What to work on - Reproduce each entry exactly.

******************************

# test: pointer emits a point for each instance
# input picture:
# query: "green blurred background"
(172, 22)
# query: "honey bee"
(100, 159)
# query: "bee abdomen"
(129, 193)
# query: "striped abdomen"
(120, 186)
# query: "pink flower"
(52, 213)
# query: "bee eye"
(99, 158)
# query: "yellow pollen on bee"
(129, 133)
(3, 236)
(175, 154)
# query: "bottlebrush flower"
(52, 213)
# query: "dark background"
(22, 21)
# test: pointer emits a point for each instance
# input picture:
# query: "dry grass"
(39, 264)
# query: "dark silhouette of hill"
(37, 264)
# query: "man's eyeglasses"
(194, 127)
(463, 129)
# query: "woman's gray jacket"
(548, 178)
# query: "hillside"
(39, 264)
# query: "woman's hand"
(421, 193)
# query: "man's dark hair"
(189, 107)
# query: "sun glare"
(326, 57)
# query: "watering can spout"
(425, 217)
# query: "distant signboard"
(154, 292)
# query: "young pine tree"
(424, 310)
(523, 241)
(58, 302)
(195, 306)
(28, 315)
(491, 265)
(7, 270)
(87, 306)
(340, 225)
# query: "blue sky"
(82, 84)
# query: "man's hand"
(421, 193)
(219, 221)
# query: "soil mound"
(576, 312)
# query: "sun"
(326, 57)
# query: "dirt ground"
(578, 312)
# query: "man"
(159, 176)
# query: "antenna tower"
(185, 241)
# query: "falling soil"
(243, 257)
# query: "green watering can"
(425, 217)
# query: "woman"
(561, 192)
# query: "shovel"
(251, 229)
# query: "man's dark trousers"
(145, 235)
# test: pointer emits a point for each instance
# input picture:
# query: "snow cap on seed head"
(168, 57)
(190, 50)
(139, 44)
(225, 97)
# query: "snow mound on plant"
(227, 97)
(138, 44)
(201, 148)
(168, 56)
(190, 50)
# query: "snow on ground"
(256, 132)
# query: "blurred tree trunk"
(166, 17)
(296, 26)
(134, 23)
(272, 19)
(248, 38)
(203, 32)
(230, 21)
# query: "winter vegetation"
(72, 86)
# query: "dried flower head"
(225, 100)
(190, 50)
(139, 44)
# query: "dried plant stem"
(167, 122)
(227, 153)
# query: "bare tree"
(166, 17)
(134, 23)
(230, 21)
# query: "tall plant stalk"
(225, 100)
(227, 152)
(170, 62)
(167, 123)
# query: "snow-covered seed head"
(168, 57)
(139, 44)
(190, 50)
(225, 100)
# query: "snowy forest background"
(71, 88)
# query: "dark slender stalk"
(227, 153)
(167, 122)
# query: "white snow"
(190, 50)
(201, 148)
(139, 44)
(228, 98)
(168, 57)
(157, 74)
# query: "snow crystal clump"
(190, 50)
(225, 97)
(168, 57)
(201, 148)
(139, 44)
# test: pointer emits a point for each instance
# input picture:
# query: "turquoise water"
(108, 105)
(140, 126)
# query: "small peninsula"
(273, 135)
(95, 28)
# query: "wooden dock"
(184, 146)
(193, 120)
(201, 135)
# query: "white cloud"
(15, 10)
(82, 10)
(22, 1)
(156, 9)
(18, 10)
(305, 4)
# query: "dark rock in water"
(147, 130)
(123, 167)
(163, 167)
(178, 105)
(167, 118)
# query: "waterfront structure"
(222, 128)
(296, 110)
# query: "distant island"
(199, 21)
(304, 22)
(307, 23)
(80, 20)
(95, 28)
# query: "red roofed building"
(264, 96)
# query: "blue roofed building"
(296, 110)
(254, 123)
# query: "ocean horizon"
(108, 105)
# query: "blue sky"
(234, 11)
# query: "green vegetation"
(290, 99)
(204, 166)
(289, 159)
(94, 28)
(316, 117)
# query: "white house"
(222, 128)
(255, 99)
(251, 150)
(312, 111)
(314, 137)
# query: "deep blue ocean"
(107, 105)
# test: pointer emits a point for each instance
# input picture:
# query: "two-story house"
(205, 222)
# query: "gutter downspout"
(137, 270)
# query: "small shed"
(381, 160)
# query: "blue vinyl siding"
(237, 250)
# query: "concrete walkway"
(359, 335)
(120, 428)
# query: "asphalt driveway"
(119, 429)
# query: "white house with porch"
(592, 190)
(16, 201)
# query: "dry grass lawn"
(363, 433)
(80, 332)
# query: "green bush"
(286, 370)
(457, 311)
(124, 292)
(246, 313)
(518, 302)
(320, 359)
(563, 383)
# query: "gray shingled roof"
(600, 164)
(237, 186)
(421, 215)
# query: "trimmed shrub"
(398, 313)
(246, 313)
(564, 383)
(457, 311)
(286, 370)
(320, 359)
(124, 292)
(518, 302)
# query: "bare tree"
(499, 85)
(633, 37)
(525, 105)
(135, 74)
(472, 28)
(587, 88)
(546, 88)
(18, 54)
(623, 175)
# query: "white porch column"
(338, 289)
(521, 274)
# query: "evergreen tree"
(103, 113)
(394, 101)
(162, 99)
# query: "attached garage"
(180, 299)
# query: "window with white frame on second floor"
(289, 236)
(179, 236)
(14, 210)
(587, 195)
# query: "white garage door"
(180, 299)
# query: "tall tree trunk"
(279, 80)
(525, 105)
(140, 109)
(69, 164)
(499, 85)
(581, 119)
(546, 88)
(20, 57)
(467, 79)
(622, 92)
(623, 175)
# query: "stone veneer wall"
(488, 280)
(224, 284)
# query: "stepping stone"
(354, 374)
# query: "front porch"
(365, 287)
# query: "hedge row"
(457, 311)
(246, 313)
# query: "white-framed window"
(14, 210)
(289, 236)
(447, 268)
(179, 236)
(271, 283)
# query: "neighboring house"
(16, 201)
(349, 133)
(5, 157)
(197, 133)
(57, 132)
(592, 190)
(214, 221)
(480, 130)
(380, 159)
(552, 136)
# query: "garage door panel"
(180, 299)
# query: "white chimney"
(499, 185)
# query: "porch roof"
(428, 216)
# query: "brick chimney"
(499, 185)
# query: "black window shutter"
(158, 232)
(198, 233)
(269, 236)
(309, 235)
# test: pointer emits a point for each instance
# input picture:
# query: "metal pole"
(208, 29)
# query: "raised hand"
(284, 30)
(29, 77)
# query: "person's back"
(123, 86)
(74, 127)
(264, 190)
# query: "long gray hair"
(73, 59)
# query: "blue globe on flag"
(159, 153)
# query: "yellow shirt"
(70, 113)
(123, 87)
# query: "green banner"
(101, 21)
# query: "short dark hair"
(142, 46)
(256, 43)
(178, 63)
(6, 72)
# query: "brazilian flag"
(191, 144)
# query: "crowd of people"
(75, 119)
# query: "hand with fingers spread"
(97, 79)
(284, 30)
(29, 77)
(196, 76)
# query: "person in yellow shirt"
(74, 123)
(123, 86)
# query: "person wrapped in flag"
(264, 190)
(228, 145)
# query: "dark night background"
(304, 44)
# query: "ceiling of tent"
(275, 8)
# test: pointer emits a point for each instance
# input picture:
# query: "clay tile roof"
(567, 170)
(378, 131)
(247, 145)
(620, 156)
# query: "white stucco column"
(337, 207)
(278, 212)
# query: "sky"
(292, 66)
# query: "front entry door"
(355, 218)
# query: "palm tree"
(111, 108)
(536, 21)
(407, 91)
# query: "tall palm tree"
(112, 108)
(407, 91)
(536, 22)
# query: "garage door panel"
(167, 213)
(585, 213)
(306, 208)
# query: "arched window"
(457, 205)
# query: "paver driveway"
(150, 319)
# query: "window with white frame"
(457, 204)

******************************

Response to the task -
# test: pointer emits a point for each instance
# input picture:
# query: "green blurred background"
(172, 22)
# query: "honey bee"
(100, 159)
# query: "bee abdomen"
(129, 193)
# query: "striped abdomen"
(120, 186)
# query: "pink flower"
(52, 213)
# query: "bee eye"
(99, 158)
# query: "yellow pollen on bee"
(129, 133)
(3, 236)
(175, 154)
# query: "bottlebrush flower"
(52, 213)
# query: "dark background"
(22, 21)
# test: pointer emits a point for each instance
# input picture:
# query: "dry grass"
(39, 264)
# query: "dark silhouette of hill"
(37, 264)
# query: "man's eyeglasses"
(194, 127)
(463, 129)
# query: "woman's gray jacket"
(548, 178)
# query: "hillside"
(39, 264)
# query: "woman's hand"
(421, 193)
# query: "man's dark hair"
(189, 107)
# query: "sun glare"
(326, 57)
# query: "watering can spout"
(425, 217)
# query: "distant signboard"
(154, 292)
# query: "young pine tree"
(424, 310)
(523, 241)
(58, 302)
(195, 306)
(28, 315)
(491, 265)
(7, 270)
(87, 306)
(340, 225)
# query: "blue sky"
(82, 84)
# query: "man's hand"
(421, 193)
(219, 221)
# query: "soil mound"
(576, 312)
# query: "sun"
(326, 57)
# query: "dirt ground"
(578, 312)
# query: "man"
(159, 176)
# query: "antenna tower"
(185, 241)
# query: "falling soil"
(243, 257)
# query: "green watering can"
(425, 217)
# query: "woman"
(561, 192)
# query: "shovel"
(251, 229)
# query: "man's dark trousers"
(145, 235)
# test: pointer emits a point for each instance
# input picture:
# query: "snow cap on seed head"
(168, 57)
(190, 50)
(139, 44)
(225, 97)
# query: "snow mound on plant"
(227, 97)
(138, 44)
(201, 148)
(168, 56)
(190, 50)
# query: "snow on ground"
(256, 132)
# query: "blurred tree trunk"
(166, 17)
(296, 26)
(134, 23)
(272, 19)
(248, 38)
(203, 32)
(230, 21)
# query: "winter vegetation"
(72, 86)
# query: "dried flower head"
(225, 100)
(190, 50)
(139, 44)
# query: "dried plant stem"
(167, 122)
(227, 153)
# query: "bare tree"
(166, 17)
(134, 23)
(230, 21)
# query: "tall plant stalk"
(225, 100)
(227, 152)
(170, 62)
(167, 123)
# query: "snow-covered seed head"
(168, 57)
(139, 44)
(190, 50)
(225, 100)
# query: "snowy forest background"
(71, 88)
# query: "dark slender stalk"
(227, 153)
(167, 122)
# query: "white snow"
(190, 50)
(201, 148)
(139, 44)
(228, 98)
(168, 57)
(157, 74)
# query: "snow crystal clump"
(190, 50)
(225, 97)
(168, 57)
(201, 148)
(139, 44)
# test: pointer emits a point for each instance
# input picture:
# query: "turquoise water"
(108, 105)
(140, 126)
# query: "small peninsula"
(273, 135)
(95, 28)
# query: "wooden dock"
(184, 146)
(193, 120)
(201, 135)
# query: "white cloud"
(15, 10)
(82, 10)
(22, 1)
(156, 9)
(18, 10)
(305, 4)
# query: "dark rock in water"
(147, 130)
(123, 167)
(163, 167)
(178, 105)
(167, 118)
# query: "waterfront structure"
(222, 128)
(296, 110)
# query: "distant island"
(199, 21)
(304, 22)
(307, 23)
(80, 20)
(95, 28)
# query: "red roofed building"
(264, 96)
# query: "blue roofed building"
(296, 110)
(254, 123)
# query: "ocean horizon"
(108, 105)
# query: "blue sky"
(234, 11)
# query: "green vegetation"
(290, 99)
(204, 166)
(289, 159)
(94, 28)
(316, 117)
# query: "white house"
(222, 128)
(255, 99)
(251, 150)
(312, 111)
(314, 137)
# query: "deep blue ocean"
(107, 105)
# test: pointer emits a point for each instance
# input picture:
# query: "two-story house"
(205, 222)
# query: "gutter downspout"
(137, 270)
# query: "small shed"
(381, 160)
# query: "blue vinyl siding"
(237, 250)
# query: "concrete walkway"
(359, 335)
(120, 428)
# query: "asphalt driveway"
(119, 429)
# query: "white house with porch"
(592, 190)
(16, 201)
# query: "dry grass lawn"
(363, 433)
(80, 332)
# query: "green bush"
(286, 370)
(457, 311)
(124, 292)
(246, 313)
(518, 302)
(320, 359)
(563, 383)
# query: "gray shingled roof"
(600, 164)
(237, 186)
(421, 215)
# query: "trimmed shrub"
(398, 313)
(246, 313)
(564, 383)
(457, 311)
(286, 370)
(320, 359)
(124, 292)
(518, 302)
# query: "bare tree"
(499, 85)
(633, 37)
(525, 105)
(135, 74)
(472, 28)
(587, 88)
(546, 88)
(18, 54)
(623, 175)
# query: "white porch column"
(338, 289)
(521, 274)
# query: "evergreen tree"
(103, 113)
(394, 101)
(162, 99)
# query: "attached garage"
(180, 299)
# query: "window with white frame on second floor"
(289, 236)
(179, 236)
(14, 210)
(587, 195)
# query: "white garage door"
(180, 299)
# query: "tall tree trunk"
(279, 80)
(525, 105)
(140, 109)
(69, 164)
(499, 85)
(581, 119)
(546, 88)
(20, 57)
(467, 79)
(622, 92)
(623, 175)
# query: "stone veneer wall"
(488, 280)
(224, 284)
# query: "stepping stone"
(354, 374)
# query: "front porch"
(365, 287)
# query: "hedge row"
(457, 311)
(246, 313)
# query: "white-framed window"
(14, 210)
(289, 236)
(447, 268)
(179, 236)
(271, 283)
# query: "neighboring house"
(16, 201)
(349, 133)
(5, 157)
(197, 133)
(57, 132)
(592, 190)
(214, 221)
(480, 130)
(380, 159)
(552, 136)
# query: "garage door panel"
(180, 299)
# query: "white chimney"
(499, 185)
# query: "porch roof"
(428, 216)
# query: "brick chimney"
(499, 185)
# query: "black window shutter"
(158, 232)
(198, 233)
(269, 236)
(309, 235)
# test: pointer emits a point for each instance
# input picture:
# query: "metal pole"
(208, 29)
# query: "raised hand"
(284, 30)
(29, 77)
# query: "person's back"
(123, 86)
(74, 127)
(264, 190)
# query: "long gray hair"
(73, 59)
# query: "blue globe on flag"
(159, 153)
# query: "yellow shirt"
(70, 113)
(123, 87)
# query: "green banner"
(101, 21)
# query: "short dark hair"
(142, 46)
(256, 43)
(178, 63)
(6, 72)
# query: "brazilian flag"
(191, 144)
# query: "crowd of people"
(75, 119)
# query: "hand with fingers spread"
(97, 79)
(284, 30)
(29, 77)
(196, 76)
# query: "person in yellow shirt"
(74, 123)
(123, 86)
# query: "person wrapped in flag"
(264, 190)
(228, 145)
# query: "dark night background"
(304, 44)
# query: "ceiling of tent"
(275, 8)
# test: pointer emits a point for each instance
# input picture:
# query: "clay tile roof"
(567, 170)
(378, 131)
(247, 145)
(620, 156)
# query: "white stucco column"
(337, 207)
(278, 212)
# query: "sky"
(292, 66)
# query: "front entry door"
(355, 218)
# query: "palm tree"
(111, 108)
(536, 21)
(407, 91)
# query: "tall palm tree"
(112, 108)
(407, 91)
(536, 22)
# query: "garage door panel"
(167, 213)
(585, 213)
(306, 208)
# query: "arched window"
(457, 205)
# query: "paver driveway"
(150, 319)
# query: "window with white frame"
(457, 204)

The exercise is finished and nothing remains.